> **Task instructions**
Reproduce everything from the line containing "Detect man with" down to the line containing "xmin=239 ymin=215 xmax=362 ymax=382", both ends included, keeping the request lines unchanged. Multiply every bounding-box coordinate by 2.25 and round each result to a whole number, with halves rounded up.
# Start of Provided data
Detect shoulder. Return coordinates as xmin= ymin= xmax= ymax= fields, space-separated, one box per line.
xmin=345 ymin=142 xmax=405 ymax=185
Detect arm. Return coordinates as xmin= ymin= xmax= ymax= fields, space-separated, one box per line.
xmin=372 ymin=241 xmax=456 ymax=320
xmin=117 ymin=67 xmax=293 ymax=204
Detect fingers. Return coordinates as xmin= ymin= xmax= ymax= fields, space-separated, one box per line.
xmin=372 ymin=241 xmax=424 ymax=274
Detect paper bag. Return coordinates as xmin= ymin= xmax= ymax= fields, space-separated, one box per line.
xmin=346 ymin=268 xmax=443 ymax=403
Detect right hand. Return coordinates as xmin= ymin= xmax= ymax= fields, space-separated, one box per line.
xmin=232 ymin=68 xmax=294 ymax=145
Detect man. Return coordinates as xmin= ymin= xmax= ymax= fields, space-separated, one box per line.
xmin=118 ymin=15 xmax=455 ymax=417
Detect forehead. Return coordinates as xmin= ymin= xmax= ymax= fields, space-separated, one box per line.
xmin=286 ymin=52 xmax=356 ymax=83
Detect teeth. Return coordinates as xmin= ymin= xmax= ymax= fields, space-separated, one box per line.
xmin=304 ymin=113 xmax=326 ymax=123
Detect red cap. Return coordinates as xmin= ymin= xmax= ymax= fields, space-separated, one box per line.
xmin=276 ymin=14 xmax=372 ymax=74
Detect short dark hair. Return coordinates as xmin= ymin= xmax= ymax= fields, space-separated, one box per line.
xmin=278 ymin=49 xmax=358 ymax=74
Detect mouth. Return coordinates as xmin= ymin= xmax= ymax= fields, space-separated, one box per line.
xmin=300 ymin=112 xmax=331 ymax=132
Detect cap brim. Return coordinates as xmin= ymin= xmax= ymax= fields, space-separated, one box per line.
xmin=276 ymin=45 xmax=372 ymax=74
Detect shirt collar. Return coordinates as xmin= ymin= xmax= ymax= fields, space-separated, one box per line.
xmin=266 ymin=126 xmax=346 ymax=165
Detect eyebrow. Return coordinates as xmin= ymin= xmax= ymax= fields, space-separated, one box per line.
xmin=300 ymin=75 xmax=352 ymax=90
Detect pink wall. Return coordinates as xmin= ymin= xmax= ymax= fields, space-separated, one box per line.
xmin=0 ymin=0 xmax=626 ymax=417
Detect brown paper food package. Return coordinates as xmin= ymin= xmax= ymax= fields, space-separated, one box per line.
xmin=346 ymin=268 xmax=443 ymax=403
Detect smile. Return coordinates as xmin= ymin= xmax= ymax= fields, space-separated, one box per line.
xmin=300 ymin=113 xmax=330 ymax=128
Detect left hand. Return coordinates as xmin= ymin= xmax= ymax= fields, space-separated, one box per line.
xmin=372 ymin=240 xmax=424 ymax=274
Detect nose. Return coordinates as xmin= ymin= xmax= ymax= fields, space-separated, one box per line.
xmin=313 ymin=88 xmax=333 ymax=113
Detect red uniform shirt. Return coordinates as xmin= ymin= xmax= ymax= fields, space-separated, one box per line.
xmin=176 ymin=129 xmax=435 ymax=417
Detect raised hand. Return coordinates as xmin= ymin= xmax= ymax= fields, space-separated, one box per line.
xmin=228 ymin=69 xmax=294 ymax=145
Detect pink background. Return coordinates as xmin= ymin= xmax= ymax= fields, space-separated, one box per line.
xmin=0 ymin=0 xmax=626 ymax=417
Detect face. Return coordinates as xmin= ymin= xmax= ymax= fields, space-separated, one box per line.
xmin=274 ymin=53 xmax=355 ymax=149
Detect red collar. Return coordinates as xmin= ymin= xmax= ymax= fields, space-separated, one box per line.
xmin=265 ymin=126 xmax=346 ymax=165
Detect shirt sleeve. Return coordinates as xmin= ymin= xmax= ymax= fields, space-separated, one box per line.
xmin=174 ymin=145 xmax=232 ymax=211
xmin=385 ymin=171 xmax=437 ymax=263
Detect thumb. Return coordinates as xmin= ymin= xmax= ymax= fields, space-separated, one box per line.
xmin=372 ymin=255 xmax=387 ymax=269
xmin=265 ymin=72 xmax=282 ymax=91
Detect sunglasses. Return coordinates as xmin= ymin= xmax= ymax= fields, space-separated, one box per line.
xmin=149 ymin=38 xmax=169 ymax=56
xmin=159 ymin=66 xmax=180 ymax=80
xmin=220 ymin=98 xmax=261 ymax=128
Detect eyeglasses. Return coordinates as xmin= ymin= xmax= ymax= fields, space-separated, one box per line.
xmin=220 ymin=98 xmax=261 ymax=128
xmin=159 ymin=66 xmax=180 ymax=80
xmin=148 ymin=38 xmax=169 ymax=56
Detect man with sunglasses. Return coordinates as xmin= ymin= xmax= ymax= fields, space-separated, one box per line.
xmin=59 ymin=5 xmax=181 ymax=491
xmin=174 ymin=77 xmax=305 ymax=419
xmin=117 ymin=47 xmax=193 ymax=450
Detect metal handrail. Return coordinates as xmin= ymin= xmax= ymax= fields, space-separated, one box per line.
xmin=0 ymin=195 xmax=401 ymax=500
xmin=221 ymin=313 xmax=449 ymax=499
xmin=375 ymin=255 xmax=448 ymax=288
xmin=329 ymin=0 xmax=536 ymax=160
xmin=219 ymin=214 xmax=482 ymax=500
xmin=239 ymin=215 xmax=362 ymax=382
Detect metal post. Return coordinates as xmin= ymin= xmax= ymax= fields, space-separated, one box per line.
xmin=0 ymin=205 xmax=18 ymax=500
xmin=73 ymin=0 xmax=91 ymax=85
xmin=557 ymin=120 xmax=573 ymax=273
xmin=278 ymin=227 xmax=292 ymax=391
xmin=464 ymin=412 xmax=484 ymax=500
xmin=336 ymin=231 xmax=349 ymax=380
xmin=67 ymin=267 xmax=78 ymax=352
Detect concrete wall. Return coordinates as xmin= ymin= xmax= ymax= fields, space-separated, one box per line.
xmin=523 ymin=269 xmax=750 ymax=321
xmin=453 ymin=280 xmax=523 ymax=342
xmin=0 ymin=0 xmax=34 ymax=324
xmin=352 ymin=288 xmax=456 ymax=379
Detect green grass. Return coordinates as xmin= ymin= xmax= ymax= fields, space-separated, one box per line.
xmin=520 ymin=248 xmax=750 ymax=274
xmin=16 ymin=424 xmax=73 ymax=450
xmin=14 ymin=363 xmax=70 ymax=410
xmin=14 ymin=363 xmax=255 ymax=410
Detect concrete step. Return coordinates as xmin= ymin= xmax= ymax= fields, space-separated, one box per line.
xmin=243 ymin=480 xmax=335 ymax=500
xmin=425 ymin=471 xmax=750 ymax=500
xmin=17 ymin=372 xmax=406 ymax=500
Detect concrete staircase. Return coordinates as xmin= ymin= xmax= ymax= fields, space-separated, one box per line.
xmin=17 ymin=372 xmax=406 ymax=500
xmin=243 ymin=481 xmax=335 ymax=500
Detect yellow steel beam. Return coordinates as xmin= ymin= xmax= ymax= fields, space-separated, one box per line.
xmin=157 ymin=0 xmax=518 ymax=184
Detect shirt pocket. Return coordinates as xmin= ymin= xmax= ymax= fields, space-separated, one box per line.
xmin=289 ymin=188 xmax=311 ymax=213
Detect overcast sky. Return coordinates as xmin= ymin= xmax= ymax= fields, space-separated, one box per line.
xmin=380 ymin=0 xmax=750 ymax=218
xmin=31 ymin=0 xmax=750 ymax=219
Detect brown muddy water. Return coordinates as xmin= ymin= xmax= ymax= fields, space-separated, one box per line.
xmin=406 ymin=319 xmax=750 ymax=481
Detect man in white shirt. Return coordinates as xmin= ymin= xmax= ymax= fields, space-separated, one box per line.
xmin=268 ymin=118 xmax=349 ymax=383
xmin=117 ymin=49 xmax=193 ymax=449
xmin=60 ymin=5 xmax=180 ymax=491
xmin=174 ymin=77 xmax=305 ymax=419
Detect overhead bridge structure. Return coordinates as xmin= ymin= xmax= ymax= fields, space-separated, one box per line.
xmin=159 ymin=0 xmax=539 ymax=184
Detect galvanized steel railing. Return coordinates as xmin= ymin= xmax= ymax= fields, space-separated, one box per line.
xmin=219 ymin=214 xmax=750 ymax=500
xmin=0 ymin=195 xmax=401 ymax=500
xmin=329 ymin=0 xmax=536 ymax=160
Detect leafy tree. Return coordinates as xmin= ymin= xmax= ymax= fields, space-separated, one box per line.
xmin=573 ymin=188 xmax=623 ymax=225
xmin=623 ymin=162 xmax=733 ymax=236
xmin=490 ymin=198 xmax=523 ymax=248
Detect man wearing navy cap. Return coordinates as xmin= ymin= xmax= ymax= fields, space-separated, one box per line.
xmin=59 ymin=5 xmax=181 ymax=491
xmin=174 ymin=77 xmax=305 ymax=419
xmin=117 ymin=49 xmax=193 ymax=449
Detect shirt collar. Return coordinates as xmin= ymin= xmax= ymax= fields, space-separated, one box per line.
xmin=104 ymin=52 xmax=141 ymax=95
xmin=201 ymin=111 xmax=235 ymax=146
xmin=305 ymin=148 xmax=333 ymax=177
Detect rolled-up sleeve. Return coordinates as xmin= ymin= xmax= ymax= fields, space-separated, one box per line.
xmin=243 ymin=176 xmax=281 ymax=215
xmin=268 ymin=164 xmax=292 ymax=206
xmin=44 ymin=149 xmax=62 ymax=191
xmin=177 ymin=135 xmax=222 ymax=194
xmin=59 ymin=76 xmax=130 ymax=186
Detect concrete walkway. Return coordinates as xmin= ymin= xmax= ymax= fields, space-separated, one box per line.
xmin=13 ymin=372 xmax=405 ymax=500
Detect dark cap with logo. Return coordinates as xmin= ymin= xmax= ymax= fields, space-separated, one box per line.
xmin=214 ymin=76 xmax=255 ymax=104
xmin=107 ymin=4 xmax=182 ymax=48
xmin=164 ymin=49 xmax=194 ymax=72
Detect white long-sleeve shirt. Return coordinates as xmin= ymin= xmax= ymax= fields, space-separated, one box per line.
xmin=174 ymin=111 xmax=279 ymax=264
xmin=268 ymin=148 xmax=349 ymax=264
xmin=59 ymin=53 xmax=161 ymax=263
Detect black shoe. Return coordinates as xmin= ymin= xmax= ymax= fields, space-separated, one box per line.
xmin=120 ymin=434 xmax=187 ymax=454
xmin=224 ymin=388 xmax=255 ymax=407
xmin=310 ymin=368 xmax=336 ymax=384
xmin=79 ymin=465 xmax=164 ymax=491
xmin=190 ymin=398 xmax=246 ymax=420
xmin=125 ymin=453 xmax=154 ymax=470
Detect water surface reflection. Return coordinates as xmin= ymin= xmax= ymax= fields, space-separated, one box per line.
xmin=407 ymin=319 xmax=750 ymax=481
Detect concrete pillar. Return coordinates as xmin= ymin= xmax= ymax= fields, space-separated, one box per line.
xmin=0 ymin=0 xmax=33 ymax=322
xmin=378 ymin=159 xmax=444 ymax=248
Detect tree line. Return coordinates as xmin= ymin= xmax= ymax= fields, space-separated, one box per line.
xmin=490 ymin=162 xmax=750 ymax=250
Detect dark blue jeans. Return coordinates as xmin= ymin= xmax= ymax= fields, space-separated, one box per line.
# End of Provided data
> **Solution below**
Detect man with sunglasses. Return coordinates as xmin= ymin= xmax= ymax= fields, space-separated, one box per line.
xmin=133 ymin=11 xmax=407 ymax=1105
xmin=392 ymin=173 xmax=686 ymax=943
xmin=263 ymin=106 xmax=434 ymax=1013
Detect metal handrail. Return coordinates as xmin= ymin= xmax= ymax= fields, space-separated, one box per line.
xmin=0 ymin=439 xmax=902 ymax=1125
xmin=497 ymin=704 xmax=1010 ymax=1123
xmin=844 ymin=574 xmax=1008 ymax=648
xmin=740 ymin=0 xmax=1206 ymax=360
xmin=493 ymin=482 xmax=1085 ymax=1125
xmin=538 ymin=484 xmax=815 ymax=860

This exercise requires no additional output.